TASK DESCRIPTION ▸ Whatever the records contain, reproduce all of them exactly.

======== LISTED RECORDS ========

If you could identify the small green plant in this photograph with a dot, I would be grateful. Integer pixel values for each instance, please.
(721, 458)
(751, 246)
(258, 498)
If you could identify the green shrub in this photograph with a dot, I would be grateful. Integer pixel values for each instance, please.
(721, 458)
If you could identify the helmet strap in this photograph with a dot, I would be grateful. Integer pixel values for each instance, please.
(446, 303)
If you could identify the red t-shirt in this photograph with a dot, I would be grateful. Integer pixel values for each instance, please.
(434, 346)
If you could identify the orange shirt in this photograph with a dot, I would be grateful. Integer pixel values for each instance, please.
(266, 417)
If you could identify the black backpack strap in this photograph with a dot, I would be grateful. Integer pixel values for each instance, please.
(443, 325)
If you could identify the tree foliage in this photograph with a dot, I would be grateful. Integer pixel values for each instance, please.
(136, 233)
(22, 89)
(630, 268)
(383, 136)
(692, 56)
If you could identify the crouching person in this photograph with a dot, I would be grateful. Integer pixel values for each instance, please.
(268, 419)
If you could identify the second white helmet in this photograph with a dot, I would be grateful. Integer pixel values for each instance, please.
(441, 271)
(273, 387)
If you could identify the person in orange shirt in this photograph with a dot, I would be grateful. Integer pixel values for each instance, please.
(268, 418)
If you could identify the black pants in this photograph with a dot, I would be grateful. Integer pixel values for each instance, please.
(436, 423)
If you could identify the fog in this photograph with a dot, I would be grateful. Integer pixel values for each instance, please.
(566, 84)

========

SOLUTION FOR THIS PROBLEM ▸
If you could identify the small green plant in this photograph with a dot, I would be grateful. Integer pixel values for each instance, please.
(721, 458)
(751, 246)
(258, 498)
If you could identify the green shrub in this photograph with a dot, I would be grateful. Integer pixel values for each instance, please.
(721, 458)
If you could identify the helmet strap in this photograph with a dot, I would be grateful. Integer pixel values for each instance, please.
(446, 303)
If you could identify the red t-shirt in this photograph with a dot, I would be grateful. Integer pixel values for each instance, please.
(434, 346)
If you could identify the orange shirt in this photograph with a dot, I would be grateful. Integer pixel values for each instance, please.
(266, 417)
If you could identify the black backpack strap in this photograph with a dot, I would be grateful. Integer pixel values for each instance, please.
(443, 325)
If you could identify the tree foliage in this photograph with a dot, I would be grateful. Integer pixel values for each instance, please.
(136, 233)
(22, 89)
(630, 268)
(383, 136)
(692, 56)
If you could identify the crouching person in this photograph with a dot, I would be grateful. Integer pixel values for each instance, please.
(268, 419)
If you could identify the second white helmet in this photograph with a dot, I would be grateful. Integer pixel values for each instance, please.
(441, 271)
(273, 387)
If you could identify the person in orange shirt in this photograph with a dot, I would be grateful. Integer pixel values for each instance, please.
(268, 418)
If you could identify the black pants in this photograph with a dot, I would be grateful. Integer pixel values for each instance, please.
(436, 423)
If you could identify the fog in this photograph with a dot, I would be grateful. Integer pixel values for each instance, please.
(566, 84)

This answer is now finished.